Stored data entries:
-- Opening Marker --

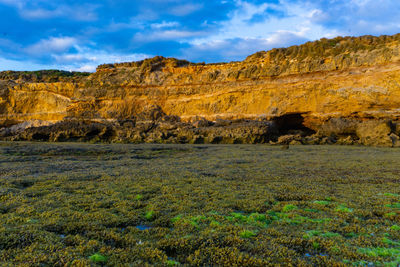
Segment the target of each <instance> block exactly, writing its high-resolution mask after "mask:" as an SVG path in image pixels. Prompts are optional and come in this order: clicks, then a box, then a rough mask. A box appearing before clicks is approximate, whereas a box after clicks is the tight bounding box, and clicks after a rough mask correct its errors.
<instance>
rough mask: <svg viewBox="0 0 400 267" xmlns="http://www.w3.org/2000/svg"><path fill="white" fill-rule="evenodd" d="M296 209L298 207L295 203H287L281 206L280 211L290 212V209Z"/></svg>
mask: <svg viewBox="0 0 400 267" xmlns="http://www.w3.org/2000/svg"><path fill="white" fill-rule="evenodd" d="M297 209H298V207H297V206H296V205H292V204H287V205H285V206H283V208H282V212H285V213H286V212H291V211H294V210H297Z"/></svg>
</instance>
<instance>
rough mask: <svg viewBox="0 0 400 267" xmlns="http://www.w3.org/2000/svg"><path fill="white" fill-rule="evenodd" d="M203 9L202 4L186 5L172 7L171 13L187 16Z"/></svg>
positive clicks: (190, 4)
mask: <svg viewBox="0 0 400 267" xmlns="http://www.w3.org/2000/svg"><path fill="white" fill-rule="evenodd" d="M202 8H203V5H202V4H185V5H179V6H174V7H172V8H171V9H170V10H169V12H170V13H171V14H173V15H175V16H187V15H189V14H191V13H193V12H195V11H198V10H200V9H202Z"/></svg>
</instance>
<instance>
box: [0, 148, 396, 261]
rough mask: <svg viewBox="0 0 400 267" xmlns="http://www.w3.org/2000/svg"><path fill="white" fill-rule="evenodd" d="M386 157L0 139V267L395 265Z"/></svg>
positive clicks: (351, 153)
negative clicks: (42, 266)
mask: <svg viewBox="0 0 400 267" xmlns="http://www.w3.org/2000/svg"><path fill="white" fill-rule="evenodd" d="M399 163H400V149H395V148H376V147H360V146H290V148H289V149H285V150H283V149H281V147H280V146H269V145H151V144H143V145H133V144H87V143H28V142H25V143H24V142H21V143H19V142H13V143H7V142H1V143H0V265H1V266H268V265H273V266H276V265H281V266H291V265H292V266H366V265H369V266H398V265H399V264H400V164H399Z"/></svg>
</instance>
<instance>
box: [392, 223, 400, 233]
mask: <svg viewBox="0 0 400 267" xmlns="http://www.w3.org/2000/svg"><path fill="white" fill-rule="evenodd" d="M390 229H391V230H392V231H400V226H398V225H397V224H395V225H392V226H391V227H390Z"/></svg>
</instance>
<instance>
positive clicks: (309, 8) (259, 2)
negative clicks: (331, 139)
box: [0, 0, 400, 71]
mask: <svg viewBox="0 0 400 267" xmlns="http://www.w3.org/2000/svg"><path fill="white" fill-rule="evenodd" d="M399 18H400V1H399V0H325V1H322V0H302V1H301V0H270V1H260V0H232V1H229V0H215V1H199V0H142V1H137V0H96V1H94V0H91V1H90V0H0V70H39V69H62V70H70V71H71V70H72V71H95V69H96V66H98V65H99V64H104V63H114V62H129V61H137V60H142V59H144V58H148V57H153V56H157V55H161V56H165V57H175V58H179V59H186V60H189V61H192V62H206V63H212V62H229V61H238V60H244V59H245V58H246V57H247V56H248V55H250V54H252V53H255V52H257V51H262V50H269V49H272V48H279V47H288V46H291V45H298V44H302V43H305V42H307V41H313V40H318V39H320V38H323V37H326V38H330V37H336V36H360V35H367V34H370V35H382V34H388V35H392V34H396V33H399V32H400V19H399Z"/></svg>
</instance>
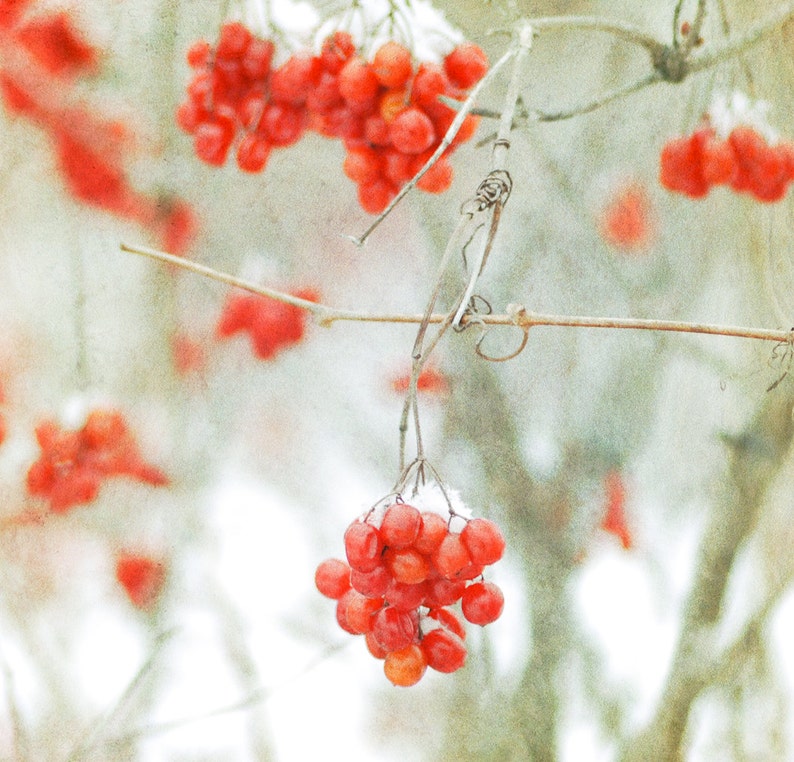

-- Closing Marker --

- **What the task requires**
Pick out every line in the listing that contains the word "rough", and copy each one.

- **Solution to this problem**
Segment the target of each <instance> block exactly, writing its high-resolution mask after "mask:" as an SVG path in image pixels. Prompts are optional and come in this order: clicks, then a box, then a rough mask. A box appearing before clicks is approximate, whereas a box after clicks is the tight bounding box, and clicks after a rough mask correct its errors.
rough mask: <svg viewBox="0 0 400 267" xmlns="http://www.w3.org/2000/svg"><path fill="white" fill-rule="evenodd" d="M296 209L298 207L295 203H287L281 206L280 211L290 212V209Z"/></svg>
rough mask: <svg viewBox="0 0 400 267" xmlns="http://www.w3.org/2000/svg"><path fill="white" fill-rule="evenodd" d="M203 9L202 4L186 5L172 7L171 13L187 16Z"/></svg>
rough mask: <svg viewBox="0 0 400 267" xmlns="http://www.w3.org/2000/svg"><path fill="white" fill-rule="evenodd" d="M386 157L0 139V267L395 265Z"/></svg>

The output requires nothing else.